▸ **Work instruction**:
Copy exactly the lines of the records below, and only those lines, beginning with the line that contains "Category: pale paved" and ending with the line that contains "Category: deep blue sea".

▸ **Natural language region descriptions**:
======
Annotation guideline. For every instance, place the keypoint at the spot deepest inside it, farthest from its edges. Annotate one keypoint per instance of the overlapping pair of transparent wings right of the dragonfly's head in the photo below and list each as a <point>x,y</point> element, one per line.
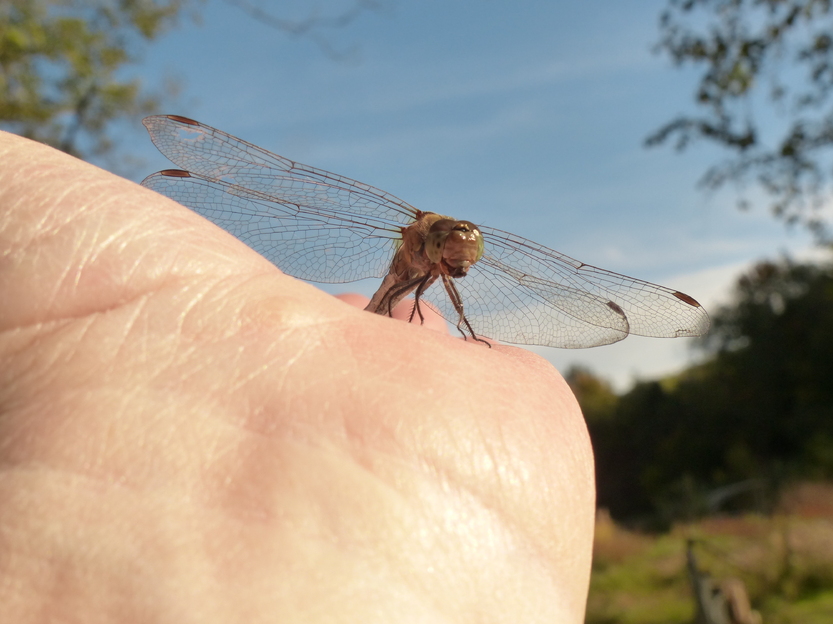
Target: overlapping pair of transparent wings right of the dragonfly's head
<point>525,293</point>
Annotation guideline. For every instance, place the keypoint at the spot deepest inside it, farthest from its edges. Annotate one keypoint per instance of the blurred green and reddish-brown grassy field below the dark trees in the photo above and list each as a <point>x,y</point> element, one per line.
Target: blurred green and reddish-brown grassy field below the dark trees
<point>784,560</point>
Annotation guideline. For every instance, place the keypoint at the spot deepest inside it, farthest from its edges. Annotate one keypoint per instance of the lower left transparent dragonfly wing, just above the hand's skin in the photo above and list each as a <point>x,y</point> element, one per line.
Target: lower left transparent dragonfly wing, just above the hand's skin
<point>312,243</point>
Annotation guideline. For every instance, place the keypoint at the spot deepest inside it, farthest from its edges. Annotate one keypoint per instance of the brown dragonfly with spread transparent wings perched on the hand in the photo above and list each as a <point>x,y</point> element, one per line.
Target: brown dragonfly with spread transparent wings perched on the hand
<point>323,227</point>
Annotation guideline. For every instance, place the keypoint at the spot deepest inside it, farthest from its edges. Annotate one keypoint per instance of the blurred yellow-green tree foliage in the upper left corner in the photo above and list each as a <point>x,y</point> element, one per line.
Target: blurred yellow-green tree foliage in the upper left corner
<point>61,63</point>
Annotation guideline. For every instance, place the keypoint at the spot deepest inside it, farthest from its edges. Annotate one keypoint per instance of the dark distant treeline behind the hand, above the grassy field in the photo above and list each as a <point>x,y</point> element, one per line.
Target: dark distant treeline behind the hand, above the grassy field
<point>726,433</point>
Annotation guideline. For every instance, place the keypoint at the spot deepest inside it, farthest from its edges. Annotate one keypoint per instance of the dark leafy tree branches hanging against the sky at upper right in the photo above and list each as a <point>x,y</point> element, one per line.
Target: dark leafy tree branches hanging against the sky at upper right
<point>778,53</point>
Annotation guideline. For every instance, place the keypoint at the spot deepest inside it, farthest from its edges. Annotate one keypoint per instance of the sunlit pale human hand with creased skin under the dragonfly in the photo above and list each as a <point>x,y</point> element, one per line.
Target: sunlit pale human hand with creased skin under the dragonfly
<point>188,435</point>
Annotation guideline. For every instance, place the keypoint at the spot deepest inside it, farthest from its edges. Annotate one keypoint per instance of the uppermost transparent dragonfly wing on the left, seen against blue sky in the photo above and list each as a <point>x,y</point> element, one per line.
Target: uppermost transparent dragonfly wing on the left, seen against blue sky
<point>213,153</point>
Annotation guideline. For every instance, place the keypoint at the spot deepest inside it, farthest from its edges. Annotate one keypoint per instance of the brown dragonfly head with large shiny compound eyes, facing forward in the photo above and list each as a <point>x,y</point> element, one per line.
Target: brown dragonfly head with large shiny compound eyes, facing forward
<point>454,245</point>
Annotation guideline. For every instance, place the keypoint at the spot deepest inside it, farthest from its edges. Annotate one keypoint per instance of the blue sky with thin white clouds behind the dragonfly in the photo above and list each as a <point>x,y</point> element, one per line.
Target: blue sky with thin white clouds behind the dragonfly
<point>526,116</point>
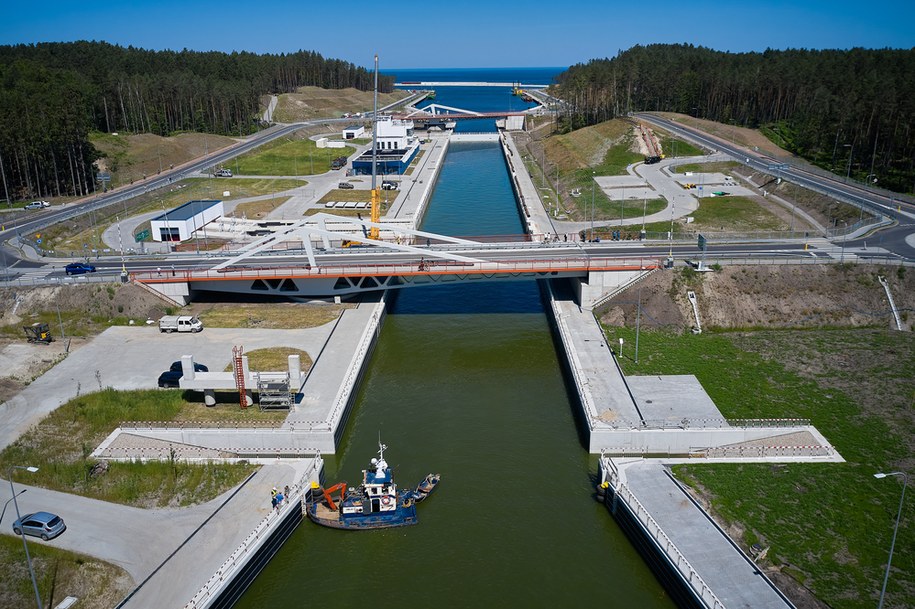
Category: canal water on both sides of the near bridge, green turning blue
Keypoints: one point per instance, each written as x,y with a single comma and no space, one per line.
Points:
465,381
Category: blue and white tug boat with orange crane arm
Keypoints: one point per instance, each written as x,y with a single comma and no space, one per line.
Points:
375,504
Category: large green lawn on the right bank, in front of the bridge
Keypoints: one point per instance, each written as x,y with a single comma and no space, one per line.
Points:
826,524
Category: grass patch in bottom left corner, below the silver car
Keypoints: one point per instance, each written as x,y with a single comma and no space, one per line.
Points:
59,574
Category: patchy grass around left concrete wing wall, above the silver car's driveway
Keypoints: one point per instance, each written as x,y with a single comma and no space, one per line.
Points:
63,441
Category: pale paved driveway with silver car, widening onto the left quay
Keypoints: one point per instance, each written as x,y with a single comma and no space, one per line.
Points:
177,549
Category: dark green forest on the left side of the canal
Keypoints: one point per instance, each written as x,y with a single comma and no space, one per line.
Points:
52,95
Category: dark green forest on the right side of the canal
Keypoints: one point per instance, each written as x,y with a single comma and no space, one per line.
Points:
849,111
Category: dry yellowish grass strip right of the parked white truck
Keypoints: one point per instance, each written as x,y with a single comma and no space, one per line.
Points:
278,315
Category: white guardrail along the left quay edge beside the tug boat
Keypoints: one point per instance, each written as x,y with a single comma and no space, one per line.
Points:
243,552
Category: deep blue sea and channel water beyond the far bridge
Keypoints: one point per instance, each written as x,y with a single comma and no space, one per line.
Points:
480,99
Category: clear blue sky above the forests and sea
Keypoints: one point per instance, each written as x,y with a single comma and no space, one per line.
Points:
471,33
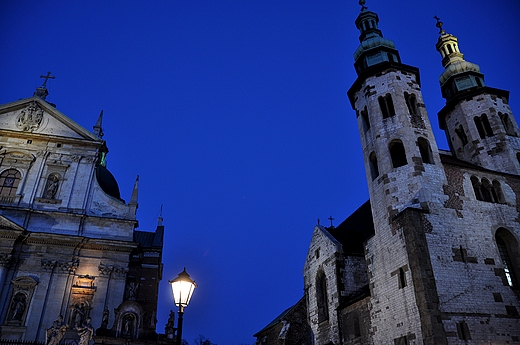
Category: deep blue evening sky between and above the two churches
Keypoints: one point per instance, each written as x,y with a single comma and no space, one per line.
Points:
234,115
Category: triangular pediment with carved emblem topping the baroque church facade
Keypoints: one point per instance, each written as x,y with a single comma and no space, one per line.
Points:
34,115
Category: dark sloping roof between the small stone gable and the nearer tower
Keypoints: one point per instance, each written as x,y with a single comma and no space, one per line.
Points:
355,230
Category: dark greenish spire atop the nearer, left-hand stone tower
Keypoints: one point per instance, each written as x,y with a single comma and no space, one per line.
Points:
373,49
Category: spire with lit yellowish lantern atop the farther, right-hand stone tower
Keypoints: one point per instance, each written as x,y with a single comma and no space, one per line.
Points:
468,73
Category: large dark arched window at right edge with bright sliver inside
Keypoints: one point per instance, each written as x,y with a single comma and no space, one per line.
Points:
508,250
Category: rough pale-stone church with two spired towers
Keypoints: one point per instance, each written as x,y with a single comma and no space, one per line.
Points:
433,257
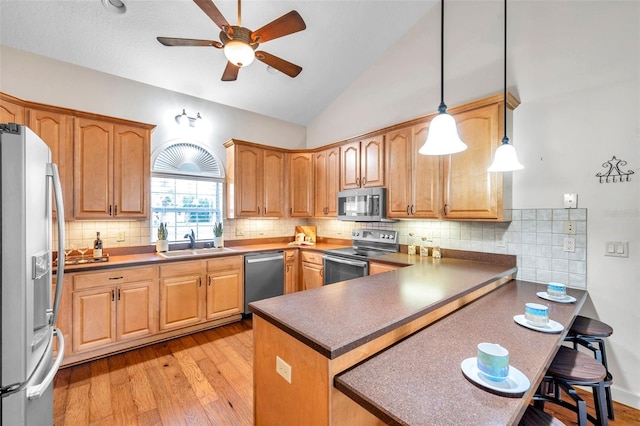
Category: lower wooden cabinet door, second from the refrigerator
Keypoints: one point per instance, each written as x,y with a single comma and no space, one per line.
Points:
135,312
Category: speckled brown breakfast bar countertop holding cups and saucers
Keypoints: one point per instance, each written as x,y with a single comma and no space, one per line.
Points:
419,381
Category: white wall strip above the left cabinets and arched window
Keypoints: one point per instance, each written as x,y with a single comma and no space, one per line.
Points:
36,78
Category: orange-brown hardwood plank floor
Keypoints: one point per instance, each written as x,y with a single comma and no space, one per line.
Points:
202,379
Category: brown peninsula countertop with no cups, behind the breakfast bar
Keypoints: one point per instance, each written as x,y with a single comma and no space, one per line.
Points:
337,318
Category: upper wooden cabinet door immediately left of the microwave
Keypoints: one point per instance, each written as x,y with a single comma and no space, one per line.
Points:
326,178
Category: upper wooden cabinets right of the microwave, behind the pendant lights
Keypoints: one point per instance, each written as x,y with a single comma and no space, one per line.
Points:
456,186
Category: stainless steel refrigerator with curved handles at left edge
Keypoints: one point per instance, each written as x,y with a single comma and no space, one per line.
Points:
28,314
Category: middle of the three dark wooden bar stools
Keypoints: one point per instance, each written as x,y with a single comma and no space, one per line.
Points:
571,367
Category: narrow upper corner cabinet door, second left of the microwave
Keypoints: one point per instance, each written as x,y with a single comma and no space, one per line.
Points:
300,184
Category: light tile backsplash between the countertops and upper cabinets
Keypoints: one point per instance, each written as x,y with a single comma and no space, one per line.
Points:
536,236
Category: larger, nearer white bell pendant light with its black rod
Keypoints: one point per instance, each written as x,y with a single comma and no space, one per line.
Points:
443,136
======
▸ **Written solution**:
Category: pale paved driveway with silver car, widening onto the left quay
Keypoints: one point per instance, each written as x,y with a single comma and no space, one per line.
Points:
177,549
Category: dark green forest on the left side of the canal
Keypoints: one point per instance, each written as x,y with a single comma and no space, one per line.
Points:
52,95
Category: dark green forest on the right side of the canal
Keypoints: one point per instance, each written as x,y with a single comma and no space, one per line.
Points:
849,111
Category: dry yellowish grass strip right of the parked white truck
Keypoints: one point per instance, each written as x,y with a single comma and no space, one per line.
Points:
278,315
Category: white guardrail along the left quay edge beside the tug boat
Keypoints: one point per instance, each written as x,y with a single comma and no space, one per line.
Points:
243,552
Category: deep blue sea and channel water beyond the far bridge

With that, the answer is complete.